## ЦЕЛЬ ЗАДАНИЯ
Перепишите отрывок о Наталье Николаевне, начиная со слов «Необходимо остановиться и» и заканчивая словами «вполне можно доверять.», и поставьте «воспоминаний Араповой» вместо «записок Араповой».

## ФРАГМЕНТ СТРАНИЦЫ

○ ○ ○

Исключительно выразительна данная здесь Натальей Николаевной, делающая честь по-женски проницательному уму и по-женски же чуткому сердцу ее самой, характеристика Пушкина: «Горя- чая голова, добрейшее сердце». Эти действительно столь же «простые и безыскусственные», как и жизненное призвание, которое она хотела и стремилась осуществлять, слова в высшей степени содержательны и вместе с тем показывают, как глубоко проникла она и в натуру того, кто был ее первой и оставался навечной любовью, — Пушкина-человека, и в отличительнейшую черту его «души в заветной лире» — творчества русского национального гения, который воистину по природе своей — это, помимо всего остального, являлось одной из существеннейших его особенностей — был гением добрым.
Необходимо остановиться и еще на одном эпизоде из жизни Натальи Николаевны, показывающем, как и в самом деле умела она проникать в чужую душу, с каким сочувствием и участием могла не только откликнуться на горе и беду других людей, но, более того, активно помочь из нее выйти. Кроме записок Араповой, до нас дошел, в сущности, всего лишь один и притом совсем небольшой (несколько страниц) мемуарный источник, которому (по всему его содержанию и характеру) в отличие от пресловутых араповских записок вполне можно доверять.

○ ○ ○

[Фрагменты из набора данных]
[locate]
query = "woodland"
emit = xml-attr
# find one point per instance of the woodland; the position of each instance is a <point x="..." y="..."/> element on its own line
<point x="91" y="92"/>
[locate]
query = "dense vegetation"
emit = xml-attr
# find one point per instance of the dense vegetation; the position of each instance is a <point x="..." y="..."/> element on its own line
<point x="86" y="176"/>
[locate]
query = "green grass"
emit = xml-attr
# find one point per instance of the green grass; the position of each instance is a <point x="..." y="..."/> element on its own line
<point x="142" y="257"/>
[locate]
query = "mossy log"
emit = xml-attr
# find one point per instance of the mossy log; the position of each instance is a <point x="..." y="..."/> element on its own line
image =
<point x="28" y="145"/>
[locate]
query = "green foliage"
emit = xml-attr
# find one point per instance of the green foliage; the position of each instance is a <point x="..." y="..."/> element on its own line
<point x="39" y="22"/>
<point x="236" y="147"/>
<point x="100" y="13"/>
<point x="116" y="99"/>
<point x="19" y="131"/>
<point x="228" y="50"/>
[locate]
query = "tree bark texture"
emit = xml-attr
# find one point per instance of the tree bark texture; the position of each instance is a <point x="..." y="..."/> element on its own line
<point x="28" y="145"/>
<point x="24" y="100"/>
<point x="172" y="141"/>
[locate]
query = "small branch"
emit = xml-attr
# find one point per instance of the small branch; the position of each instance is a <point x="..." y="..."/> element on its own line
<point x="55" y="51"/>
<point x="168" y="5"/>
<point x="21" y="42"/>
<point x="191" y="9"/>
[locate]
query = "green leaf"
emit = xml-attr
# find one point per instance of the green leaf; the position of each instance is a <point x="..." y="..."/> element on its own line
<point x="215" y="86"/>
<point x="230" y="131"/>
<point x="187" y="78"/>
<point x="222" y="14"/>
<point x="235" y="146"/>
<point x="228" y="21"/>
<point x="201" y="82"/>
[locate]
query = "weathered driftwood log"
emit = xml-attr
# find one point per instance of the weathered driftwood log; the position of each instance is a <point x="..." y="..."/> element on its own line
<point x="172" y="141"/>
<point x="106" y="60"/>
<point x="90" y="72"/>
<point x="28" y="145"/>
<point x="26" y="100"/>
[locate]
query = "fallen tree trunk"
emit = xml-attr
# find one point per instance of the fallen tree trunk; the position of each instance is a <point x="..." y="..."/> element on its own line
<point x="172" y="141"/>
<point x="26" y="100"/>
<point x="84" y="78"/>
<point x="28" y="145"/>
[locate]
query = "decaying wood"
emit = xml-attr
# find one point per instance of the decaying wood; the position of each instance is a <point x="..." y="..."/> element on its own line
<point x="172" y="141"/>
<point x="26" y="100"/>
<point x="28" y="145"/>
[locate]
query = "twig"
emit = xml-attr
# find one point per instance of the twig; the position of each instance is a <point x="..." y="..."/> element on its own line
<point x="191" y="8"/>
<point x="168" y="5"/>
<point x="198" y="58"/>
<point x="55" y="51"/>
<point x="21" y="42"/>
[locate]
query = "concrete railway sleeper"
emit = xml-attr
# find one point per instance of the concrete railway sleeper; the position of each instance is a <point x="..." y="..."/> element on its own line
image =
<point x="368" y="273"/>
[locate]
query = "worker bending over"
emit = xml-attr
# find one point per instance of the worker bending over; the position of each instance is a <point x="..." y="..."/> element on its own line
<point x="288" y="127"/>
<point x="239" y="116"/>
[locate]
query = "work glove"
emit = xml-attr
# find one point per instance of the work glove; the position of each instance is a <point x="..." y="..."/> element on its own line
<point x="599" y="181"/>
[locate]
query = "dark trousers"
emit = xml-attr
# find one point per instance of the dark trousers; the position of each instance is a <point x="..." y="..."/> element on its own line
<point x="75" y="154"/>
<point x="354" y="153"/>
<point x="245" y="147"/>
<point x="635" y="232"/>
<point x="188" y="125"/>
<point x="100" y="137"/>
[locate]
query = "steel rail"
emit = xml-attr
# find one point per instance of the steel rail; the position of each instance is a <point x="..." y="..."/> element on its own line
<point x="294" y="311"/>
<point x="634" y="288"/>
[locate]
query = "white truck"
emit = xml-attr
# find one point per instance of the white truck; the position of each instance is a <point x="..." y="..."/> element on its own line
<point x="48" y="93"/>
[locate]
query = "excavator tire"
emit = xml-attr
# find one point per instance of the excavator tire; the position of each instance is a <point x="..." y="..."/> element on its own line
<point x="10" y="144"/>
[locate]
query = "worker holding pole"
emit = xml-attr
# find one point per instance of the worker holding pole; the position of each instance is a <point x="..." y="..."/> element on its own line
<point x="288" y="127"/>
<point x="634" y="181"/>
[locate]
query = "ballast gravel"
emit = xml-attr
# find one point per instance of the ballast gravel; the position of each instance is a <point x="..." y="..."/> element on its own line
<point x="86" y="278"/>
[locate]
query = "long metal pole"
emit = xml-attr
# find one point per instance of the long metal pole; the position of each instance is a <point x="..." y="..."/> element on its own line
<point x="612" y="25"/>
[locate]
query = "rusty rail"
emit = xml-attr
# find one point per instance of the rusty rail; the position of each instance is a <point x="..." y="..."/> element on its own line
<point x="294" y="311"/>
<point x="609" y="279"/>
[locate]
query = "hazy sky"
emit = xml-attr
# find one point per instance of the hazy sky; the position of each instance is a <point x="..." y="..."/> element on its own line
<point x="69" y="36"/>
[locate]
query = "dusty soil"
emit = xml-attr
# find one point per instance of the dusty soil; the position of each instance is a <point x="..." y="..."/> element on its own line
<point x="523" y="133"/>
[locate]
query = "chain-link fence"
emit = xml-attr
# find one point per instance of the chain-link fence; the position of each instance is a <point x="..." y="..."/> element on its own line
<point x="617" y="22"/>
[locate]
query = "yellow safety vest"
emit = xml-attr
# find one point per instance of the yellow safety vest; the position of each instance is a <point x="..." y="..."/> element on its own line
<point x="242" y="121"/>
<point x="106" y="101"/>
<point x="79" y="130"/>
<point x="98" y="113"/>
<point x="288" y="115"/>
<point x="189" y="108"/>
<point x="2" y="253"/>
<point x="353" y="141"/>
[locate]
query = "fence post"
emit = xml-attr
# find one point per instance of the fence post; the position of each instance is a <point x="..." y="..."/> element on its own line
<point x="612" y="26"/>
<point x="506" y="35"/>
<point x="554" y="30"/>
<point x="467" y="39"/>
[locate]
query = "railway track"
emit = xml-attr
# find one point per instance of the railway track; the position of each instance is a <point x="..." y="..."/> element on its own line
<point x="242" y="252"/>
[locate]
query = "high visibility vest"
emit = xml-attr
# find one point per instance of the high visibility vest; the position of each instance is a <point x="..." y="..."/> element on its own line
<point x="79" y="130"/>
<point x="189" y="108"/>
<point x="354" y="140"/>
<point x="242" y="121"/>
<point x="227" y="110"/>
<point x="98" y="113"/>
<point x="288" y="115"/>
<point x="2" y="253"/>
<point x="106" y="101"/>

○ ○ ○

## ВЫПОЛНЕННОЕ ЗАДАНИЕ
Необходимо остановиться и еще на одном эпизоде из жизни Натальи Николаевны, показывающем, как и в самом деле умела она проникать в чужую душу, с каким сочувствием и участием могла не только откликнуться на горе и беду других людей, но, более того, активно помочь из нее выйти. Кроме воспоминаний Араповой, до нас дошел, в сущности, всего лишь один и притом совсем небольшой (несколько страниц) мемуарный источник, которому (по всему его содержанию и характеру) в отличие от пресловутых араповских записок вполне можно доверять.